Arbeitsauftrag 1 —
Prüfe, ob die Aussagen (a), (b) und (c) mit dem Prozessbericht übereinstimmen: (a) Im Schreibtisch lagen knapp 5000 Euro in einem Buch. (b) Der Polizist hat den angeklagten Vater am Tattag gesehen. (c) Laut dem Fragebogen zur Musterung litt Tim K. seit 2007 unter Depressionen. Antworte jeweils mit Ja oder Nein und zitiere die entscheidenden Worte des Prozessberichts wörtlich.
Arbeitsauftrag 2 —
Schreibe den Prozessbericht im Anschluss an seinen letzten Satz weiter.

Offenbar hat der Amokläufer vor seiner Tat viel zum Thema Tod und Sterben gelesen.

Stuttgart - Der Amokläufer von Winnenden hat sich nach Aussagen eines Polizisten vor der Tat mit einem „Leben nach dem Tod“ beschäftigt.

Wie der Waiblinger Kriminalhauptkommissar am Dienstag im Prozess gegen den Vater von Tim K. vor dem Stuttgarter Landgericht aussagte, hat er mit Kollegen kurz nach der Gewalttat im Zimmer des 17-Jährigen Dokumente mit Titeln wie „Tod aus Spaß“ und „Abwehrmechanismen des Ichs“ gefunden. Auch eine Zeitung vom Vortag mit einem Bericht zum Amoklauf in Paris habe dort gelegen, sagte der 49-jährige Polizist.

In einem im Haus gefundenen Fragebogen zur Musterung von Tim K. habe gestanden, er leide seit 2008 unter Depressionen.

An den Wänden des Teenager-Zimmers hingen Druckluftpistolen und - gewehre, wie der Zeuge weiter ausführte. In einem Buch im Schreibtisch hätten knapp 5000 Euro gelegen. Zudem seien er und seine Kollegen auf mehrere Fotos von Tim K. mit Waffen und Messern gestoßen.

Der Zeuge und die anderen Ermittler hätten fast 5000 Schuss Munition aus den Waffenschränken des Vaters im Keller sichergestellt. Den angeklagten Vater habe er am Tattag nicht gesehen.

Seite 2: Arzt nimmt Zeugnisverweigerungsrecht in Anspruch

Der Vater des Amokläufers muss sich seit zwei Monaten vor Gericht verantworten, weil er eine seiner Pistolen unverschlossen im Schlafzimmer aufbewahrt hatte. Damit hatte sein Sohn am 11. März 2009 an seiner früheren Realschule in Winnenden (Rems-Murr-Kreis) und auf der Flucht nach Wendlingen (Kreis Esslingen) 15 Menschen und sich selbst erschossen.

Vorliegende Einträge —
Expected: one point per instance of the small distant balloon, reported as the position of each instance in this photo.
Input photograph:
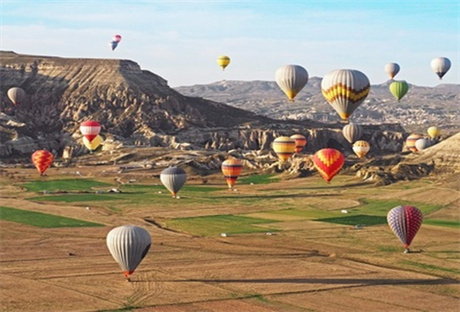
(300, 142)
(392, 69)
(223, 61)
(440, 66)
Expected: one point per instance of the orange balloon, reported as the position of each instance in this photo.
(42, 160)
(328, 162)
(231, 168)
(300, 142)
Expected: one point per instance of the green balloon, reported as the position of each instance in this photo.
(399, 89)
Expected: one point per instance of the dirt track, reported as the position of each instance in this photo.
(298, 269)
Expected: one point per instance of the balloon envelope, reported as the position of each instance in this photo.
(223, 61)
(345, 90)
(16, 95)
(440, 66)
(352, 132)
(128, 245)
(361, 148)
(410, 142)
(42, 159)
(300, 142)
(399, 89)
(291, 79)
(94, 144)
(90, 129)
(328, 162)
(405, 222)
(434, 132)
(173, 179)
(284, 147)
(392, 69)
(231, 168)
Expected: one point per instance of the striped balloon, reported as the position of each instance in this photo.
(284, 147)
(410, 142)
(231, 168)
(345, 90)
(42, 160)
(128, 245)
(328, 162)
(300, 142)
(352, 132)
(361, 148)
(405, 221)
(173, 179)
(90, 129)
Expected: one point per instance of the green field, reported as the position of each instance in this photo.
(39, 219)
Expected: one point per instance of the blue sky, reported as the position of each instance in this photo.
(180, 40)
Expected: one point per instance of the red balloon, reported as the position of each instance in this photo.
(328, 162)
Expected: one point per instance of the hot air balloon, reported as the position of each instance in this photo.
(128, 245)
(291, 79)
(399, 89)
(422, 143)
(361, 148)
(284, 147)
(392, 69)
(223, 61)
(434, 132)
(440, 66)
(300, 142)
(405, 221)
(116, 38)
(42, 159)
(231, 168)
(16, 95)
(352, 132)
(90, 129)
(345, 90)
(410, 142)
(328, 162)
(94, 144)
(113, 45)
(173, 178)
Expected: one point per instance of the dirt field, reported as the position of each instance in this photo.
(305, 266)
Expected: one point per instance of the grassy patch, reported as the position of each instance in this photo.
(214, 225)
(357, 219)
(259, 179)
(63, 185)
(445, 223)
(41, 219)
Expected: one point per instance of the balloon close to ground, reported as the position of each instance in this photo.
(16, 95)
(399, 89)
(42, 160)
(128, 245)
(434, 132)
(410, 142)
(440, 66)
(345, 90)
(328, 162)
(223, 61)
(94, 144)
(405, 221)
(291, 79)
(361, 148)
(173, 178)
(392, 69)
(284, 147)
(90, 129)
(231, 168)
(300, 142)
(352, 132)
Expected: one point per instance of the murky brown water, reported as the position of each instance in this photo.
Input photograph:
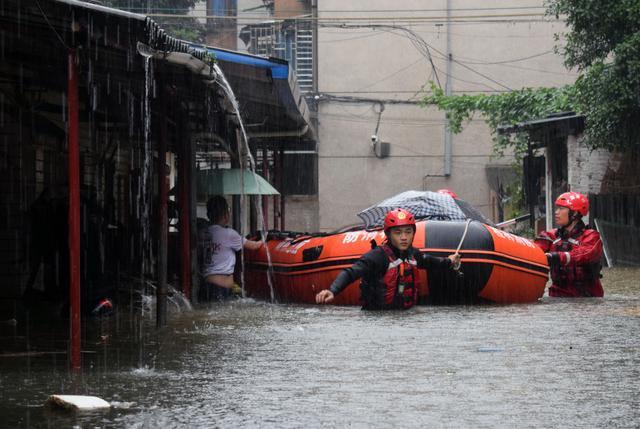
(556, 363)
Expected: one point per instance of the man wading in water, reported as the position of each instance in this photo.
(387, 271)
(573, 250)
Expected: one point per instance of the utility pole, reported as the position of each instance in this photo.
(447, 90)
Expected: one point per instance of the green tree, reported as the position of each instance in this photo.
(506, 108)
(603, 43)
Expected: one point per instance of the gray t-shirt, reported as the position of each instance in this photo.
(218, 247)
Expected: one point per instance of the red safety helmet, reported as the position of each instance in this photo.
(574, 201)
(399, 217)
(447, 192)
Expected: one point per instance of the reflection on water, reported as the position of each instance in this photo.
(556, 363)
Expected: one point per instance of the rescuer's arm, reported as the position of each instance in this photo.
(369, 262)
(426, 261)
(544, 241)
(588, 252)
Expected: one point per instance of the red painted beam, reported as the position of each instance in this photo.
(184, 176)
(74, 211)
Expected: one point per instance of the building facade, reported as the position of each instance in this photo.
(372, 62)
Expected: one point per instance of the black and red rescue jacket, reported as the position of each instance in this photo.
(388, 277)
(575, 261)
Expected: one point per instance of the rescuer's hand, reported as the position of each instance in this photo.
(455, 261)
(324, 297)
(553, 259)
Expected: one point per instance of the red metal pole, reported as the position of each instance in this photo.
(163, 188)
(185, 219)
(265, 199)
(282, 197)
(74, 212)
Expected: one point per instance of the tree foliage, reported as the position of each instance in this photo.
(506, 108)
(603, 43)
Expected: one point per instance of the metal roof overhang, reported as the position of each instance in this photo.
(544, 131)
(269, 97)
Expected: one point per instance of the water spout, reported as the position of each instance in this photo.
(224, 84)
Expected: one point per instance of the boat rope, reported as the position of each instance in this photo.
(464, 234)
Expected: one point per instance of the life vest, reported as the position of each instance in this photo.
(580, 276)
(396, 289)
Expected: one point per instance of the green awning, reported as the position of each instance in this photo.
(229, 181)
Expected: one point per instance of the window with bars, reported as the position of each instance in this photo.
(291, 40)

Antwortbereich 1 —
(a) Ja: „In einem Buch im Schreibtisch hätten knapp 5000 Euro gelegen.“
(b) Nein: „Den angeklagten Vater habe er am Tattag nicht gesehen.“
(c) Nein: „er leide seit 2008 unter Depressionen.“

Antwortbereich 2 —
Die Anklage lautet auf Verstoß gegen das Waffengesetz. Dafür müsste der Mann für höchstens ein Jahr ins Gefängnis. Die 18. Strafkammer hatte aber zu Beginn des Prozesses gesagt, auch eine Verurteilung wegen fahrlässiger Tötung sei denkbar. Dann drohen dem Vater bis zu fünf Jahre Haft.

Am Dienstag hat zudem ein Waffenexperte des Landeskriminalamtes ausgesagt, dass mehr als 150 der von ihm untersuchten Patronen und Hülsen von den Tatorten mit Patronen übereinstimmen, die in der Wohnung des Vaters gefunden wurden.

Keine Aufklärung zum Gemütszustand des Amokläufers ist von einem Arzt der Klinik für Kinder- und Jugendpsychiatrie in Weinsberg zu erwarten, der Tim K. behandelt haben soll. Er und eine Mitarbeiterin berufen sich nach Auskunft des Vorsitzenden Richters auf ihr Zeugnisverweigerungsrecht und stimmen auch der Verwertung früherer Aussagen nicht zu. Deshalb werden sie nach Entscheidung vom Dienstag gar nicht erst als Zeugen aussagen.

Zu einem Befangenheitsantrag gegen einen psychiatrischen Sachverständigen gab es zunächst keine Entscheidung. Der Prozess wird am 18. November fortgesetzt.